What to produce
Each record is to be written out exactly as it appears.

Data extracts
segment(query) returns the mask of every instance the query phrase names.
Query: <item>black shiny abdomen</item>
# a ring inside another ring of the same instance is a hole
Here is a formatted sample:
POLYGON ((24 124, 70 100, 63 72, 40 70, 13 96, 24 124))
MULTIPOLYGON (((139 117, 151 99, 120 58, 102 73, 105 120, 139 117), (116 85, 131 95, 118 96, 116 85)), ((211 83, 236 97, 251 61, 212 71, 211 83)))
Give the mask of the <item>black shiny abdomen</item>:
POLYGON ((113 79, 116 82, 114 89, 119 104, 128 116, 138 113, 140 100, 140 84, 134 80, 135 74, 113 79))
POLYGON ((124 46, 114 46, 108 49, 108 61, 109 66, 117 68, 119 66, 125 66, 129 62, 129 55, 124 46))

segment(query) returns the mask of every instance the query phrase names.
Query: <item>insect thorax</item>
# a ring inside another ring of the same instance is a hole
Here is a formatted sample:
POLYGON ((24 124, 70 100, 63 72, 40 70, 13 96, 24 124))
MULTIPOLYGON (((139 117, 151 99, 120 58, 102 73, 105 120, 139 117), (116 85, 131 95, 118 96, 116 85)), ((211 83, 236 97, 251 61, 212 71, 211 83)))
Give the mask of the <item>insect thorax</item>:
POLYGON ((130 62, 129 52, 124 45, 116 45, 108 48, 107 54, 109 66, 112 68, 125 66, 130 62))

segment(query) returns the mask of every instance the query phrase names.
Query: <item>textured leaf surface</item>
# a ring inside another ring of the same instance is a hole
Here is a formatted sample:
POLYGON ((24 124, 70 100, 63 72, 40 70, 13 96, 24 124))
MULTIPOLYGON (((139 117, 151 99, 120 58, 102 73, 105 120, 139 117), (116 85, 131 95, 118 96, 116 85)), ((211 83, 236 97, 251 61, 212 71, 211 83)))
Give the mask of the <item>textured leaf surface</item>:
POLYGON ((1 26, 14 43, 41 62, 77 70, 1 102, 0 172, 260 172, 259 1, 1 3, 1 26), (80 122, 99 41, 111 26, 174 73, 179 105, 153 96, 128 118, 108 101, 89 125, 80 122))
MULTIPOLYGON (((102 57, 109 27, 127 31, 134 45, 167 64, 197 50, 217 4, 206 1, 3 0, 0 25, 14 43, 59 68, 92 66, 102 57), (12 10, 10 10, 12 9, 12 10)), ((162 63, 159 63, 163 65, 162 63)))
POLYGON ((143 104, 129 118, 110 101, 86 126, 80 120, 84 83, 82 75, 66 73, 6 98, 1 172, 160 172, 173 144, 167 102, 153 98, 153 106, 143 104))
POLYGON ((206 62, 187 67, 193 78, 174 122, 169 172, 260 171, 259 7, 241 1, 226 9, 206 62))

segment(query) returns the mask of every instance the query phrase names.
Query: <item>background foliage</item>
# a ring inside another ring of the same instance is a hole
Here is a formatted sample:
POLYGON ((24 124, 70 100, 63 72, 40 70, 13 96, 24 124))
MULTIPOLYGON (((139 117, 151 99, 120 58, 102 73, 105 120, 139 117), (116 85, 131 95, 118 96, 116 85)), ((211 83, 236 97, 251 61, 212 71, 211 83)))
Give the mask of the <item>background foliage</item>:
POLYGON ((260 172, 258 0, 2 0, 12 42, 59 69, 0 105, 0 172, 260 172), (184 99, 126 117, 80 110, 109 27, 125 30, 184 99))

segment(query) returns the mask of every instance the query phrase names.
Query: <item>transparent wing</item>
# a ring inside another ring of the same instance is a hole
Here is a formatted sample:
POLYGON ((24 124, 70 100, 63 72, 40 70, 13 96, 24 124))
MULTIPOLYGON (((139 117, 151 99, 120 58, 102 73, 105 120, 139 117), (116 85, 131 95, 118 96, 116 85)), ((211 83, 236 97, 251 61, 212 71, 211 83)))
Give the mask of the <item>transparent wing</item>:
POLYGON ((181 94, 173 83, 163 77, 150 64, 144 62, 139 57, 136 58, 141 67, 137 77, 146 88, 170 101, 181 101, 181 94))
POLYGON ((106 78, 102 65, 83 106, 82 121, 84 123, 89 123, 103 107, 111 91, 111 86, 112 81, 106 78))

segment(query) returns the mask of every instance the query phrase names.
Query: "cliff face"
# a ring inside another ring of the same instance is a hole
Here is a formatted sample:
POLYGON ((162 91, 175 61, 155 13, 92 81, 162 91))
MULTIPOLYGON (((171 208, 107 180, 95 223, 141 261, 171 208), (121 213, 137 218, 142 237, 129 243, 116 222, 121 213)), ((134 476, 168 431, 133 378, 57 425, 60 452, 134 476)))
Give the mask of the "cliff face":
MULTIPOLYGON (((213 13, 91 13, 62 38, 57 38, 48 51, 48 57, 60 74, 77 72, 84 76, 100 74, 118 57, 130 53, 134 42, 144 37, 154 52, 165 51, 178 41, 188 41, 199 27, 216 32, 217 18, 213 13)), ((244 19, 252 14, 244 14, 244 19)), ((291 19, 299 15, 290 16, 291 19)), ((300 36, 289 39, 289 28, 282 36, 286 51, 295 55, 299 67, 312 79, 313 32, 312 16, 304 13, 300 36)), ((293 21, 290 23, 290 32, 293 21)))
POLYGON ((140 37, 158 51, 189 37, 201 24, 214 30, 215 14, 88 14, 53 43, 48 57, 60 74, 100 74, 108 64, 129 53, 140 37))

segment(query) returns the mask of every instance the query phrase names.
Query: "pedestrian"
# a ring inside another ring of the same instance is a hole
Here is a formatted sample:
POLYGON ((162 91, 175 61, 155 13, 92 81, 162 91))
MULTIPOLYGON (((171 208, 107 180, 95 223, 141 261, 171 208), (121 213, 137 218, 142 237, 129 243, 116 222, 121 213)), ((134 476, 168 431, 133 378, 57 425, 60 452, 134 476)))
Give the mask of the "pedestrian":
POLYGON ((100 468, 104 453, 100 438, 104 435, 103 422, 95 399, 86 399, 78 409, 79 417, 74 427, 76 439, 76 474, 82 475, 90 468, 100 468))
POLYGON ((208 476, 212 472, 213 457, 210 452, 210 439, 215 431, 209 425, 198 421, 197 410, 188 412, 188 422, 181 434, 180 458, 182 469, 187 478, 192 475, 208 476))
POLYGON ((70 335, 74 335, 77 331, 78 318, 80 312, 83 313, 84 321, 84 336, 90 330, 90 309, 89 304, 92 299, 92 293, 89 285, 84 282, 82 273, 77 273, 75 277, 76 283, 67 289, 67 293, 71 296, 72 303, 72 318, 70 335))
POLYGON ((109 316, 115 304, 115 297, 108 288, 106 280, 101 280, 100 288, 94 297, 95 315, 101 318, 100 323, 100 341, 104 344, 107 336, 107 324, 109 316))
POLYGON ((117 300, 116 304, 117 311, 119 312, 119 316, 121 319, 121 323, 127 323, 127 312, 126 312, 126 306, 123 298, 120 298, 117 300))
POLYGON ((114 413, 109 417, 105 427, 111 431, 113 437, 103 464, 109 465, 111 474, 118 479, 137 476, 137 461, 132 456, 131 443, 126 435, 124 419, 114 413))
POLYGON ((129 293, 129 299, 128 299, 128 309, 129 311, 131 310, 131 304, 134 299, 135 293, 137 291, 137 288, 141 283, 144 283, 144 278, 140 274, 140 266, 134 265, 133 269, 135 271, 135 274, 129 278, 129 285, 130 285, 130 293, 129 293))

Solution below
segment(query) returns the mask of every instance the query phrase names.
Query: <item>black shiny abdomen</item>
# a ring inside another ring of the same instance is a hole
Here is a formatted sample:
POLYGON ((24 124, 70 100, 63 72, 40 70, 13 96, 24 124))
MULTIPOLYGON (((139 117, 151 99, 120 58, 102 73, 105 120, 139 117), (116 85, 131 95, 118 96, 116 85)), ((211 83, 236 97, 251 61, 212 71, 211 83)))
Give the mask of the <item>black shiny abdomen</item>:
POLYGON ((113 79, 116 82, 114 89, 119 104, 128 116, 138 113, 140 100, 140 84, 134 80, 135 74, 113 79))
POLYGON ((124 46, 114 46, 108 49, 108 61, 109 66, 117 68, 119 66, 125 66, 129 62, 129 55, 124 46))

segment(query) returns the mask of every instance the query phrase names.
Query: <item>insect thorax</item>
# a ring inside another ring of the same instance is a hole
Here is a formatted sample:
POLYGON ((24 124, 70 100, 63 72, 40 70, 13 96, 24 124))
MULTIPOLYGON (((139 117, 151 99, 120 58, 102 73, 105 120, 139 117), (116 85, 131 95, 118 96, 116 85)), ((211 83, 236 97, 251 61, 212 71, 211 83)))
Give the mask of the <item>insect thorax</item>:
POLYGON ((130 62, 129 52, 124 45, 116 45, 108 48, 107 54, 109 66, 112 68, 125 66, 130 62))

segment(query) returns the mask of every instance the query phrase names.
Query: <item>textured leaf surface</item>
# a ring inside another ring of the same instance is a hole
Here is a formatted sample:
POLYGON ((24 124, 70 100, 63 72, 40 70, 13 96, 24 124))
MULTIPOLYGON (((139 117, 151 99, 120 58, 102 73, 105 120, 139 117), (116 85, 131 95, 118 96, 116 85)), ((211 83, 236 97, 251 61, 212 71, 211 83)))
Give the mask of the <item>textured leaf surface</item>:
POLYGON ((1 26, 14 43, 41 62, 77 70, 1 102, 0 172, 260 172, 259 1, 1 3, 1 26), (80 122, 99 41, 111 26, 174 73, 179 105, 153 96, 128 118, 108 101, 89 125, 80 122))
MULTIPOLYGON (((102 57, 109 27, 127 31, 134 45, 167 64, 197 50, 217 4, 206 1, 3 0, 0 25, 14 43, 59 68, 92 66, 102 57), (12 10, 10 10, 12 9, 12 10)), ((162 63, 159 63, 163 65, 162 63)))
POLYGON ((143 104, 129 118, 110 101, 86 126, 80 120, 84 83, 82 75, 66 73, 6 98, 1 172, 160 172, 173 144, 167 102, 153 98, 153 106, 143 104))
POLYGON ((206 62, 187 67, 193 78, 174 122, 169 172, 260 171, 259 7, 241 1, 226 9, 206 62))

segment(query) returns the mask of every instance the query phrase names.
Query: <item>background foliage</item>
# a ring inside another ring of the same instance is a hole
Here is a formatted sample:
POLYGON ((24 124, 70 100, 63 72, 40 70, 13 96, 24 124))
MULTIPOLYGON (((139 117, 151 99, 120 58, 102 73, 105 120, 139 117), (116 85, 131 95, 118 96, 116 85)), ((211 83, 236 97, 251 61, 212 71, 211 83)))
Give the mask of the <item>background foliage</item>:
POLYGON ((260 172, 258 0, 2 0, 12 42, 59 69, 0 105, 0 172, 260 172), (184 99, 126 117, 80 110, 109 27, 125 30, 184 99))

segment(query) returns the mask of every instance the query phrase names.
Query: <item>transparent wing</item>
# a ring inside another ring of the same instance is a hole
Here is a formatted sample:
POLYGON ((24 124, 70 100, 63 72, 40 70, 13 96, 24 124))
MULTIPOLYGON (((139 117, 151 99, 120 58, 102 73, 105 120, 139 117), (116 85, 131 95, 118 96, 116 85)), ((211 83, 236 97, 251 61, 212 71, 211 83)))
Give the mask of the <item>transparent wing</item>:
POLYGON ((181 94, 173 83, 163 77, 150 64, 144 62, 139 57, 136 58, 141 67, 137 77, 146 88, 170 101, 181 101, 181 94))
POLYGON ((106 78, 102 65, 83 106, 82 121, 84 123, 89 123, 103 107, 111 91, 111 86, 112 81, 106 78))

segment(query) returns the mask of every instance the query phrase names.
Query: "cliff face"
# a ring inside another ring of the same instance is a hole
Here is a formatted sample:
POLYGON ((162 91, 175 61, 155 13, 92 81, 162 91))
MULTIPOLYGON (((171 208, 107 180, 95 223, 141 261, 171 208), (121 213, 137 218, 142 237, 129 243, 116 222, 121 213)), ((134 476, 168 431, 133 378, 57 425, 60 452, 134 476)))
Give the mask of the "cliff face":
MULTIPOLYGON (((213 13, 91 13, 62 38, 57 38, 48 51, 48 57, 60 74, 77 72, 84 76, 100 74, 118 57, 130 53, 134 42, 144 37, 154 52, 165 51, 178 41, 188 41, 199 27, 216 32, 217 18, 213 13)), ((244 19, 252 14, 244 14, 244 19)), ((291 19, 299 15, 290 16, 291 19)), ((300 36, 289 39, 289 28, 282 36, 286 51, 295 55, 299 67, 312 79, 313 32, 312 16, 304 13, 300 36)), ((293 21, 290 23, 290 32, 293 21)))
POLYGON ((140 37, 158 51, 189 37, 201 24, 214 30, 215 14, 88 14, 53 43, 48 57, 60 74, 100 74, 108 64, 129 53, 140 37))

segment(query) returns the mask of every instance the query phrase names.
Query: "pedestrian"
# a ring inside another ring of the same instance is a hole
Here is a formatted sample:
POLYGON ((162 91, 175 61, 155 13, 92 81, 162 91))
MULTIPOLYGON (((171 208, 107 180, 95 223, 141 261, 171 208), (121 213, 137 218, 142 237, 129 243, 116 222, 121 213)), ((134 476, 168 431, 133 378, 57 425, 60 452, 134 476)))
Give the mask of the "pedestrian":
POLYGON ((100 468, 104 453, 100 438, 104 435, 103 422, 95 399, 86 399, 78 409, 79 417, 74 427, 76 439, 76 474, 82 475, 90 468, 100 468))
POLYGON ((208 476, 212 472, 213 457, 210 452, 210 439, 215 431, 209 425, 198 421, 197 410, 188 412, 188 422, 181 434, 180 458, 182 469, 187 478, 192 475, 208 476))
POLYGON ((70 335, 74 335, 77 331, 78 318, 80 312, 83 313, 84 321, 84 336, 90 330, 90 309, 89 304, 92 299, 92 293, 89 285, 84 282, 82 273, 77 273, 75 277, 76 283, 67 289, 67 293, 71 296, 72 303, 72 318, 70 335))
POLYGON ((109 316, 115 304, 115 297, 108 288, 106 280, 101 280, 100 288, 94 297, 95 315, 101 318, 100 323, 100 341, 104 344, 107 336, 107 324, 109 316))
POLYGON ((117 300, 116 304, 117 311, 119 312, 119 316, 121 319, 121 323, 127 323, 127 312, 126 312, 126 306, 123 298, 120 298, 117 300))
POLYGON ((114 413, 109 417, 105 427, 111 431, 113 437, 103 464, 109 465, 111 474, 118 479, 137 476, 137 461, 132 456, 131 443, 126 435, 124 419, 114 413))
POLYGON ((129 293, 129 299, 128 299, 128 309, 129 311, 131 310, 131 304, 134 299, 135 293, 137 291, 137 288, 141 283, 144 283, 144 278, 140 274, 140 266, 134 265, 133 269, 135 271, 135 274, 129 278, 129 285, 130 285, 130 293, 129 293))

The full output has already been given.